**Task requirements:**
Rescale the lines between the one holding "the metal canopy" and the one holding "pixel 44 14", inclusive. Write only those lines again, requests included, with each x and y point coordinate in the answers multiplied by 1.05 and rounded to a whole number, halves up.

**Data for processing:**
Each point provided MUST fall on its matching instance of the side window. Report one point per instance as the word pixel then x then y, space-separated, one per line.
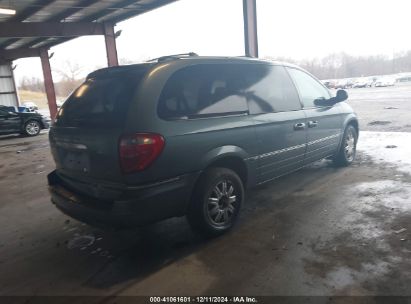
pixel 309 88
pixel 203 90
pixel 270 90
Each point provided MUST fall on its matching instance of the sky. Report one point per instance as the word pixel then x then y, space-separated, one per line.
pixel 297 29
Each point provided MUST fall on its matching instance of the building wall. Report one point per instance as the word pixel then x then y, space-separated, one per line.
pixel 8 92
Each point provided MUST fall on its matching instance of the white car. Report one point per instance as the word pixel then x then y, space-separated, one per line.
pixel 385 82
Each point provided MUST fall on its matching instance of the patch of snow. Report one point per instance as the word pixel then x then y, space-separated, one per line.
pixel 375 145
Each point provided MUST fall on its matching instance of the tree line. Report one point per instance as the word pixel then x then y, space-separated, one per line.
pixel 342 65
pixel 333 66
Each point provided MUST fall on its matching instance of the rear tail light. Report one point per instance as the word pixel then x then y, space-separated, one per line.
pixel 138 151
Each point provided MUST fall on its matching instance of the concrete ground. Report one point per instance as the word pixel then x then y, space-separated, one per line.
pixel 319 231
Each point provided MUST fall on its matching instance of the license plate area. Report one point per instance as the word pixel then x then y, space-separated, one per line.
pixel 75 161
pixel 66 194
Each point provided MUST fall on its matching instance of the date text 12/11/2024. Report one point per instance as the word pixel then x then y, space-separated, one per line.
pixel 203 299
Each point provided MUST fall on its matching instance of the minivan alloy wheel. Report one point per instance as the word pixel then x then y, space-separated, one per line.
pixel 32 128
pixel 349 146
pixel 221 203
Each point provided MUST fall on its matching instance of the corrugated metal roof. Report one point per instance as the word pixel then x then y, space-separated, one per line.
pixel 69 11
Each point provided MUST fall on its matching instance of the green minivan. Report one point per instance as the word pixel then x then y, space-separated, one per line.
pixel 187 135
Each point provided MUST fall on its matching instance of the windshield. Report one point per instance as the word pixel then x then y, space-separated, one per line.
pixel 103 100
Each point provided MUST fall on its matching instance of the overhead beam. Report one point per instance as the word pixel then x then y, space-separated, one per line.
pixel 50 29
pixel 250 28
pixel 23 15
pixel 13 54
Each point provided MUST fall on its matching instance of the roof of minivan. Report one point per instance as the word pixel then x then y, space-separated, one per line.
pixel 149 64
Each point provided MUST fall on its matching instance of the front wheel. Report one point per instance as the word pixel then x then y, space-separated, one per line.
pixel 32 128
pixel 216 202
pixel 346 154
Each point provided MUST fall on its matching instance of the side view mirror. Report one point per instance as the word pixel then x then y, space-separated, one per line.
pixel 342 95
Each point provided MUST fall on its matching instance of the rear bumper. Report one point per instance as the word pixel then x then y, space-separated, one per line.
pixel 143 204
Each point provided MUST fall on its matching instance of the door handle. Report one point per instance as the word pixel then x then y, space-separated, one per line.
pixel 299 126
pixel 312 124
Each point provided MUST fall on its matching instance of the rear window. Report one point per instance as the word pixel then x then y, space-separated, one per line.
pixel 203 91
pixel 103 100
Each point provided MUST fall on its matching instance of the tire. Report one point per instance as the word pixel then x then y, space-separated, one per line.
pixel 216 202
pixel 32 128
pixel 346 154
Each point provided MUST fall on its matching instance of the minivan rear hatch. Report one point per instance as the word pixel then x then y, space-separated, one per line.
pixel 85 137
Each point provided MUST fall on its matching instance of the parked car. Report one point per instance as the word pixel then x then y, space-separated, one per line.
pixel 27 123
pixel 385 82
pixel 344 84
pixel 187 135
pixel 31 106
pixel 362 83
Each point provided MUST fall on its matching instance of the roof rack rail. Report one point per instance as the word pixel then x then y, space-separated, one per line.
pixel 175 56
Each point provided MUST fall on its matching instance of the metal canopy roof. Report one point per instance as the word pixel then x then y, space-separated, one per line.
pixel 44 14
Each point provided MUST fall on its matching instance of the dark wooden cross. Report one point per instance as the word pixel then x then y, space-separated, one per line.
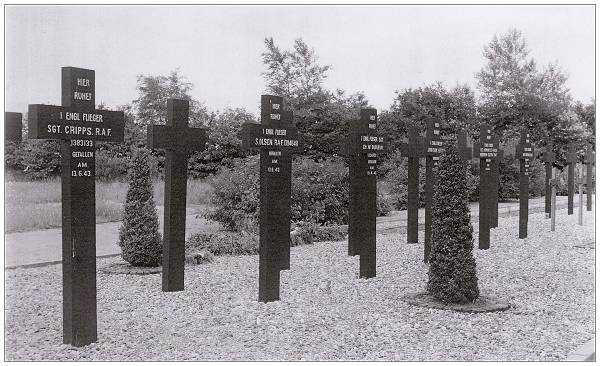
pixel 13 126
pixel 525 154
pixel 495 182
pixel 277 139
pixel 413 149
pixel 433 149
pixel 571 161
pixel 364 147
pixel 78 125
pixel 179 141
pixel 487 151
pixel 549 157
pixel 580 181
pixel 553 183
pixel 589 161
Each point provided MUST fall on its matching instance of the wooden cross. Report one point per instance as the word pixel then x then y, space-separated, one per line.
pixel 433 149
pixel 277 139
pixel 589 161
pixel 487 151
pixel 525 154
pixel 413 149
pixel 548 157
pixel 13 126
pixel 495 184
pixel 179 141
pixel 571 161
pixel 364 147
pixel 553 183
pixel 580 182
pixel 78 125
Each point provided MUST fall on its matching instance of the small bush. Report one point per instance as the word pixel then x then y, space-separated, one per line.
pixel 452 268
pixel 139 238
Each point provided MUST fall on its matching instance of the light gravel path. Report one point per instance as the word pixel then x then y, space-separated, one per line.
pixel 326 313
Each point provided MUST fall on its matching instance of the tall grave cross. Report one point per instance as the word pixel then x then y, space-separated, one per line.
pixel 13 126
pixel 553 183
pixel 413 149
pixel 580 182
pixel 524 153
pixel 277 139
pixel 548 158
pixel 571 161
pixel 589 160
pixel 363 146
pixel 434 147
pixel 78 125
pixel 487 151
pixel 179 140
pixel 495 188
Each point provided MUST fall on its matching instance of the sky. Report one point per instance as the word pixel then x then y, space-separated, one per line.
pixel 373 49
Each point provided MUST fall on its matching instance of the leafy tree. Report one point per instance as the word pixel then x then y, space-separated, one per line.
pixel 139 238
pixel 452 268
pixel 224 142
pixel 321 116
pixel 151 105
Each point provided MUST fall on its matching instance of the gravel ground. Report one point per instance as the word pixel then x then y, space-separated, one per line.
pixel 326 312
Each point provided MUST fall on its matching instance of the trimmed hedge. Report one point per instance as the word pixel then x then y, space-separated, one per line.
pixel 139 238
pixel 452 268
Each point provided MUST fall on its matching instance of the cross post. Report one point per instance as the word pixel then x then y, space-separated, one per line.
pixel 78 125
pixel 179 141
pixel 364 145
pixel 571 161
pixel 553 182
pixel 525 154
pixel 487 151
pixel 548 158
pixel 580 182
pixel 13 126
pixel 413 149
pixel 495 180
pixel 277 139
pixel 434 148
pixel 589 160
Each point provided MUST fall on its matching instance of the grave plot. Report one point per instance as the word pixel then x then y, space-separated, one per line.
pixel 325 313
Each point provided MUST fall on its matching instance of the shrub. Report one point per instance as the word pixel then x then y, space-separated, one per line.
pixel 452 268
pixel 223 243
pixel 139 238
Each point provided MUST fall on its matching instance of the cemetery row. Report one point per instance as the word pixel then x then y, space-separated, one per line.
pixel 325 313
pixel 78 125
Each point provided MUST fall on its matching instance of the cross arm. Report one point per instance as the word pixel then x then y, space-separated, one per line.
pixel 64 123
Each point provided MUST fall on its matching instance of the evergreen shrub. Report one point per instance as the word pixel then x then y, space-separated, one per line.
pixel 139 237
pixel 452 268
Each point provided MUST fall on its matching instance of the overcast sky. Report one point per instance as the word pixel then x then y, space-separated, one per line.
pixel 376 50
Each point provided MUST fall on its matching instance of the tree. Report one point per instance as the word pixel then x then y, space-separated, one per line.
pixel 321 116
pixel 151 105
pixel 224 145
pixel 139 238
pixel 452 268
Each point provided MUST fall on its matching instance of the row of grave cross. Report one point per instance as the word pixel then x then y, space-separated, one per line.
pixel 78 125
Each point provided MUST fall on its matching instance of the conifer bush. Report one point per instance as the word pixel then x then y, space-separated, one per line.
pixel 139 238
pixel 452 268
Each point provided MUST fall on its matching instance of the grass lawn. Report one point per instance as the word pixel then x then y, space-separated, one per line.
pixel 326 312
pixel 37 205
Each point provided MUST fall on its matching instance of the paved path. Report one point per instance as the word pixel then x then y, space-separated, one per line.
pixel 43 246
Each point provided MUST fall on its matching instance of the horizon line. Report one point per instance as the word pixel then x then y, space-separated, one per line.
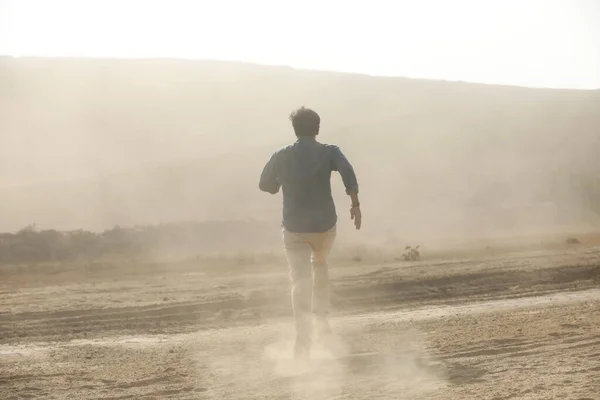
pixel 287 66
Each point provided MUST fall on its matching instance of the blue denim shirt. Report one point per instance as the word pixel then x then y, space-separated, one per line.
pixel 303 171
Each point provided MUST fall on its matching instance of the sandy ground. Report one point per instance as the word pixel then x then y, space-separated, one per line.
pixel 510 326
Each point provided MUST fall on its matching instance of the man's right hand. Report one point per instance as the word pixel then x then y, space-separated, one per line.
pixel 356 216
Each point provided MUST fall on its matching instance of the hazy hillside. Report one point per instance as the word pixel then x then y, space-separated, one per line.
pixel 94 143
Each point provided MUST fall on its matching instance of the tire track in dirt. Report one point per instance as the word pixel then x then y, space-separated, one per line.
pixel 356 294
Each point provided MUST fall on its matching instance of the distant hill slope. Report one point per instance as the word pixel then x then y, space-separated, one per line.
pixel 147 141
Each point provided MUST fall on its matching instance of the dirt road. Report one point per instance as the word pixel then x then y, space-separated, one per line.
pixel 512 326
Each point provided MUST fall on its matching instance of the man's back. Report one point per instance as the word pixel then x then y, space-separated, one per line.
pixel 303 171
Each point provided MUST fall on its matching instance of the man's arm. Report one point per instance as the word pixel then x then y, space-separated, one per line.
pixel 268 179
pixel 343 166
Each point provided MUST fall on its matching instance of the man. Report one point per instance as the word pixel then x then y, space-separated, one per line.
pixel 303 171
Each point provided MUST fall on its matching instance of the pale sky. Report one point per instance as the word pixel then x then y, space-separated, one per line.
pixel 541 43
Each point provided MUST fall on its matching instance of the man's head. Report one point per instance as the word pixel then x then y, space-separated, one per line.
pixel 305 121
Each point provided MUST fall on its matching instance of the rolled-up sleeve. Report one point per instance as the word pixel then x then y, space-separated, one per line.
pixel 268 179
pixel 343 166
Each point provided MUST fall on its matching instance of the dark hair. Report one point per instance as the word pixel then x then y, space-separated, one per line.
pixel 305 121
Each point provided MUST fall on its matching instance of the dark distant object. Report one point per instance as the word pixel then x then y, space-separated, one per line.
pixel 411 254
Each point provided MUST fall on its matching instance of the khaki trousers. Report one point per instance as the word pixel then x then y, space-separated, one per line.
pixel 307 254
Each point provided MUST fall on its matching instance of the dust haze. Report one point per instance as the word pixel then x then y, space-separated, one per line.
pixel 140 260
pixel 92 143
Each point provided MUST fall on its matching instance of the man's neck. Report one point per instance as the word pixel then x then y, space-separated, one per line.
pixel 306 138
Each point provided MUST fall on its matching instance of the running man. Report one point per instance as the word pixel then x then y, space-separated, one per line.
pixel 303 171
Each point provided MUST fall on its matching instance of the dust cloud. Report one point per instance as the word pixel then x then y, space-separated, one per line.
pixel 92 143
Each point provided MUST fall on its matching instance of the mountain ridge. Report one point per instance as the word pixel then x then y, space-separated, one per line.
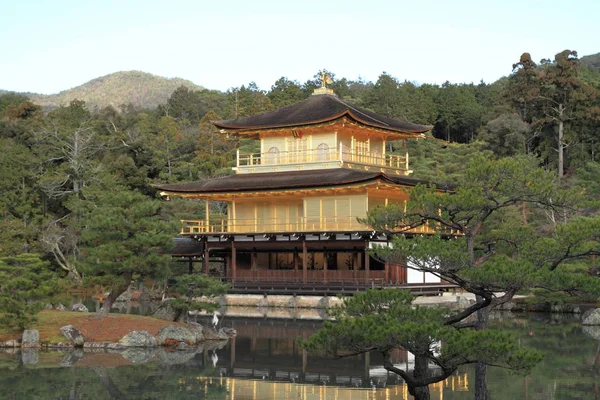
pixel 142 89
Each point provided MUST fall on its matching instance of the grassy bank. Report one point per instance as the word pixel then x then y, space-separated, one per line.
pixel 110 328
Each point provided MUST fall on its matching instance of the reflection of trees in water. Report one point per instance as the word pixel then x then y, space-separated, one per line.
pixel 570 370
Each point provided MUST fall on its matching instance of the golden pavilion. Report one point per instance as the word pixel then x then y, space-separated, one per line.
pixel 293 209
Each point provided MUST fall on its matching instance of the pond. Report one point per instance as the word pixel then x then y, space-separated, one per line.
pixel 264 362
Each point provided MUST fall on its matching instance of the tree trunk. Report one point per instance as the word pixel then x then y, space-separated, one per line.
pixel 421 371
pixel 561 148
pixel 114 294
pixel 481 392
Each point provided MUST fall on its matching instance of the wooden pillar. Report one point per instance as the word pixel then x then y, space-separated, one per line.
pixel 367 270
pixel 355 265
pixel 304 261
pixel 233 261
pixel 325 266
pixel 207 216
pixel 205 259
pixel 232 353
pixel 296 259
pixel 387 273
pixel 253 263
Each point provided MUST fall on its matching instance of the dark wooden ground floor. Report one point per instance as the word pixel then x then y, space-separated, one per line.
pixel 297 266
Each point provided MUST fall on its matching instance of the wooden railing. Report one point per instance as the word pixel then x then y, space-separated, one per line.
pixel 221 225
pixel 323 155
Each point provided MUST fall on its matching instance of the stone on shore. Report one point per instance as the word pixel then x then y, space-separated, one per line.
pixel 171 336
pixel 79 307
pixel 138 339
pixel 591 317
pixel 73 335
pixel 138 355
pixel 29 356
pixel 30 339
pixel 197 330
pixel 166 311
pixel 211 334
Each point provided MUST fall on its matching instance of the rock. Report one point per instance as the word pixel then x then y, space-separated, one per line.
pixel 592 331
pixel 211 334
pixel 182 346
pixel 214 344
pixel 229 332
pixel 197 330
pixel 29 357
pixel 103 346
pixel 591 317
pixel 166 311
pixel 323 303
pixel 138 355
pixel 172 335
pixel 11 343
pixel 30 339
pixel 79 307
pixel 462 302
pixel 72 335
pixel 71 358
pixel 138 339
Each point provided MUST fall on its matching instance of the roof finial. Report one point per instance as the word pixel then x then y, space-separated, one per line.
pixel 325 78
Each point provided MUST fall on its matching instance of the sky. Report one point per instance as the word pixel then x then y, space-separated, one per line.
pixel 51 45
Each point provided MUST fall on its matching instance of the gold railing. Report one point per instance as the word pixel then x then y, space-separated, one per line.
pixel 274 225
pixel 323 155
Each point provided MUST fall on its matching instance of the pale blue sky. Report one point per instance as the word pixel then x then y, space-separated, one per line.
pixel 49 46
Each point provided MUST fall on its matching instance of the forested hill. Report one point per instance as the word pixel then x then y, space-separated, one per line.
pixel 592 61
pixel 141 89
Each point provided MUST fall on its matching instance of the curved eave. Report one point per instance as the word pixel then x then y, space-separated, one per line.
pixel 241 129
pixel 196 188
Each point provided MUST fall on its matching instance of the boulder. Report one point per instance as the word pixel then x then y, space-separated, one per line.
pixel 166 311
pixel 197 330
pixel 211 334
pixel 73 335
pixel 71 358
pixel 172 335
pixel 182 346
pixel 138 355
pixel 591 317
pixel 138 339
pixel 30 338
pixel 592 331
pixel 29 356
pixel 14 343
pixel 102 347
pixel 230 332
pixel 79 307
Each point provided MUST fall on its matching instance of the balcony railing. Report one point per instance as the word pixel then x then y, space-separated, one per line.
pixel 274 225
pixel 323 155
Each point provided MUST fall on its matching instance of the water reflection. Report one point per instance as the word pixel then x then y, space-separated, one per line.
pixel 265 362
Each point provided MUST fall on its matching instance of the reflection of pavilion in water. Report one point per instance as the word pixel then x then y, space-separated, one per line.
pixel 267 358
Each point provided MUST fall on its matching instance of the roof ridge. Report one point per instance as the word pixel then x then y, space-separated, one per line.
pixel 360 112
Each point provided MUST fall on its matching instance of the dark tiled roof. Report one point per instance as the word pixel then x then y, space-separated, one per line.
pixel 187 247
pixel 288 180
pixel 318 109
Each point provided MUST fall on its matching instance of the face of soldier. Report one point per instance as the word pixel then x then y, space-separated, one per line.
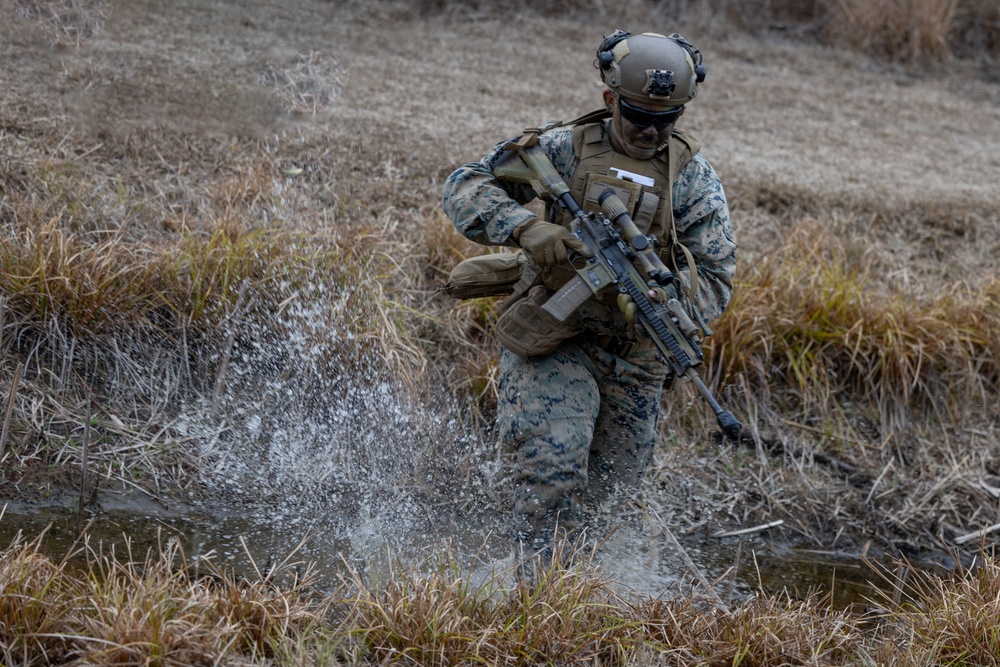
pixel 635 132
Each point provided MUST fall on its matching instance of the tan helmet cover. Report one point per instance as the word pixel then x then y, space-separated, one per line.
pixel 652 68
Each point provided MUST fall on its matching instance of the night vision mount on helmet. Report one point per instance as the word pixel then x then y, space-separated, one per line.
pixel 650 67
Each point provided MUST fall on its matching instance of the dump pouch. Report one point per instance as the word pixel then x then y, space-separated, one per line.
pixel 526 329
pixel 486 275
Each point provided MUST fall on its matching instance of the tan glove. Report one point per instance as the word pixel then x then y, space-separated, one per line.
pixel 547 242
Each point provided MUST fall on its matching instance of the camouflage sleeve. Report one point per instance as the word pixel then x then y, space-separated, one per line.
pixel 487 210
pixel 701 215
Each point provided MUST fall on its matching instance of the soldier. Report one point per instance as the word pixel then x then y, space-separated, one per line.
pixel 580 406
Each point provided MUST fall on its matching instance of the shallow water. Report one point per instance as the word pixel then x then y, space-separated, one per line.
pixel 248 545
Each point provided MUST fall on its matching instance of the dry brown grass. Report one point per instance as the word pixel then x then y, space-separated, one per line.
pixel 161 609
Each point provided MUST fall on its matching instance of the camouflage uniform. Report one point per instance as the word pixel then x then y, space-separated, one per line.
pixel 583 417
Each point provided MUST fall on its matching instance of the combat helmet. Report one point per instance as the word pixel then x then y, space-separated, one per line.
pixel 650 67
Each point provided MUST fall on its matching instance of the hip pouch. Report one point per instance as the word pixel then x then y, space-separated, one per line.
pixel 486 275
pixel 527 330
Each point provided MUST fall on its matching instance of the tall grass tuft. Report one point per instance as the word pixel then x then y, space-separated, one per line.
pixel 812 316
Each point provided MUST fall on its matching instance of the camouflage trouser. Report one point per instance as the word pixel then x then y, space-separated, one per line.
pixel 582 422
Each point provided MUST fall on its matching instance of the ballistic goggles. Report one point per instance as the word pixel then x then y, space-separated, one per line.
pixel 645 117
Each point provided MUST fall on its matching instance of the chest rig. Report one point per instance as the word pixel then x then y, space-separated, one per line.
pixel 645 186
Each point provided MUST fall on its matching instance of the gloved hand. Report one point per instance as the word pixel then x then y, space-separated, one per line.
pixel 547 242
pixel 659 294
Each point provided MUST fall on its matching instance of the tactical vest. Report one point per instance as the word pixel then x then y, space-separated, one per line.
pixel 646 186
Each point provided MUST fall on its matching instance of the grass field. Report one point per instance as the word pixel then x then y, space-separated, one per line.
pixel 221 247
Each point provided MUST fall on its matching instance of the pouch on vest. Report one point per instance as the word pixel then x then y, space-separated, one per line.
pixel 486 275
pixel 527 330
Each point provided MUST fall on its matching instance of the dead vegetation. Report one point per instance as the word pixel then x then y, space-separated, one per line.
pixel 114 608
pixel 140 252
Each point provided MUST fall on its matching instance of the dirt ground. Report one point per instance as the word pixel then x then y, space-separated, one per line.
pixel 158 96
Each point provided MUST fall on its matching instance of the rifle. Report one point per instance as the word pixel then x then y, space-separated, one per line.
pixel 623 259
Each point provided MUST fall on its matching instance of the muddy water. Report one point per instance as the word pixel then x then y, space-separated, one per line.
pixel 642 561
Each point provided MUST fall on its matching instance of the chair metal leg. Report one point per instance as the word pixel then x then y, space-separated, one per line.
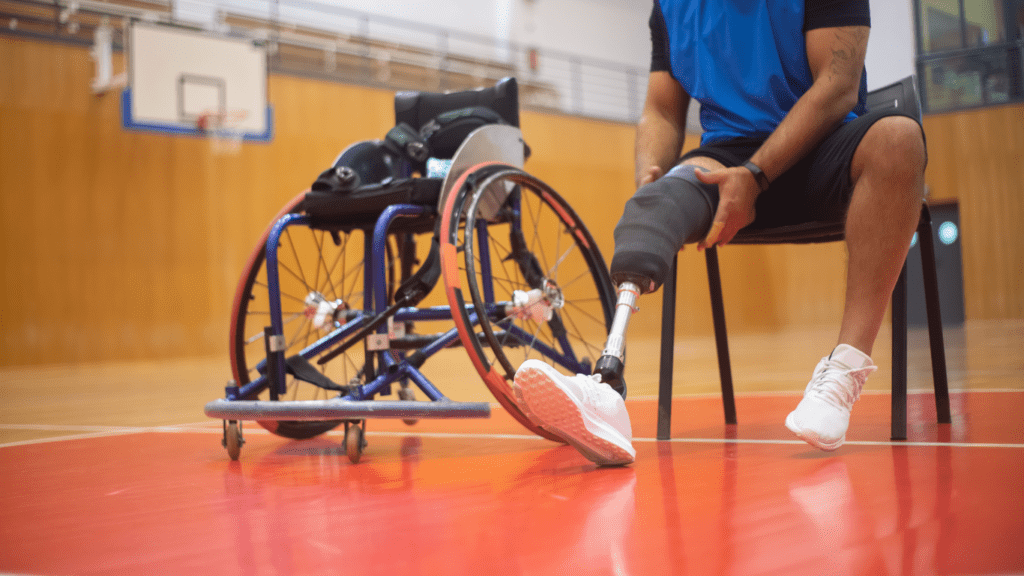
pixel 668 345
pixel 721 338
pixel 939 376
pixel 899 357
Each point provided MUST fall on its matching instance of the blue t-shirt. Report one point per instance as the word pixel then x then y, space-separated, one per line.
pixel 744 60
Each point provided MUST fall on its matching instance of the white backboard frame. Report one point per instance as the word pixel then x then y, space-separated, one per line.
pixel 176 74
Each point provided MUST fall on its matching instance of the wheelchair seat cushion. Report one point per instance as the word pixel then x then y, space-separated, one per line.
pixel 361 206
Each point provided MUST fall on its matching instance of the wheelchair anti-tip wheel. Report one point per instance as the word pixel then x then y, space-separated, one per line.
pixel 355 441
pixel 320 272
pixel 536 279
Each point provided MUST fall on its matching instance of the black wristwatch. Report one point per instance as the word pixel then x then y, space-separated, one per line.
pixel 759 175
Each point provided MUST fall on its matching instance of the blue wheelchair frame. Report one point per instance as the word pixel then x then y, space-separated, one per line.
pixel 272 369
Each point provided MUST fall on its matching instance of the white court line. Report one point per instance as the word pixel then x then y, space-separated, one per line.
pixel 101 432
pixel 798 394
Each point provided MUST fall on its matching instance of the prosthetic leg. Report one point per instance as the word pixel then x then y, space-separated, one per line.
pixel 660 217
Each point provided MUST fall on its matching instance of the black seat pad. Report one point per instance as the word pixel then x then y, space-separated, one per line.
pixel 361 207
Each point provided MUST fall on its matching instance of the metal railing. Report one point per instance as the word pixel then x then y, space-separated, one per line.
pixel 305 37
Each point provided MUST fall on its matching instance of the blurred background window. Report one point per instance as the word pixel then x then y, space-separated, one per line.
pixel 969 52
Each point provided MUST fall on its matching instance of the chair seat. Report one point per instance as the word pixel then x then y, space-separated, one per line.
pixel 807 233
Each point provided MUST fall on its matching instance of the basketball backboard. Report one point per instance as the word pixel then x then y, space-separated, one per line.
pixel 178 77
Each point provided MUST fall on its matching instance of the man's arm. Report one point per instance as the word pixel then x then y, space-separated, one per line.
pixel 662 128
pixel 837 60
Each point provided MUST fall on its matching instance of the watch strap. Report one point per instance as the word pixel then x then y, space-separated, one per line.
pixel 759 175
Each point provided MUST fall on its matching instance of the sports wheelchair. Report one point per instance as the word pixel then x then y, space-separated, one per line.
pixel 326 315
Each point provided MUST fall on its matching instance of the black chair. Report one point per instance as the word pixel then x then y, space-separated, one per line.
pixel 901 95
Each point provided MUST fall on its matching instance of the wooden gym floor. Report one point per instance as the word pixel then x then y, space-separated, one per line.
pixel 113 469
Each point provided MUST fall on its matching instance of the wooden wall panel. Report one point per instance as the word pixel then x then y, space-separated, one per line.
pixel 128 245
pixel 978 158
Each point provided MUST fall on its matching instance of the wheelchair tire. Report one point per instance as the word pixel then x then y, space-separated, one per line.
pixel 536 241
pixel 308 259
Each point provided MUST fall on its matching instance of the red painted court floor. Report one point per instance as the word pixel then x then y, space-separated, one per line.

**Exercise result:**
Each point provided MUST fall on its matching instance of the metal canopy roof. Report one point per instance as the word pixel then x then y, space-separated, one per line.
pixel 46 15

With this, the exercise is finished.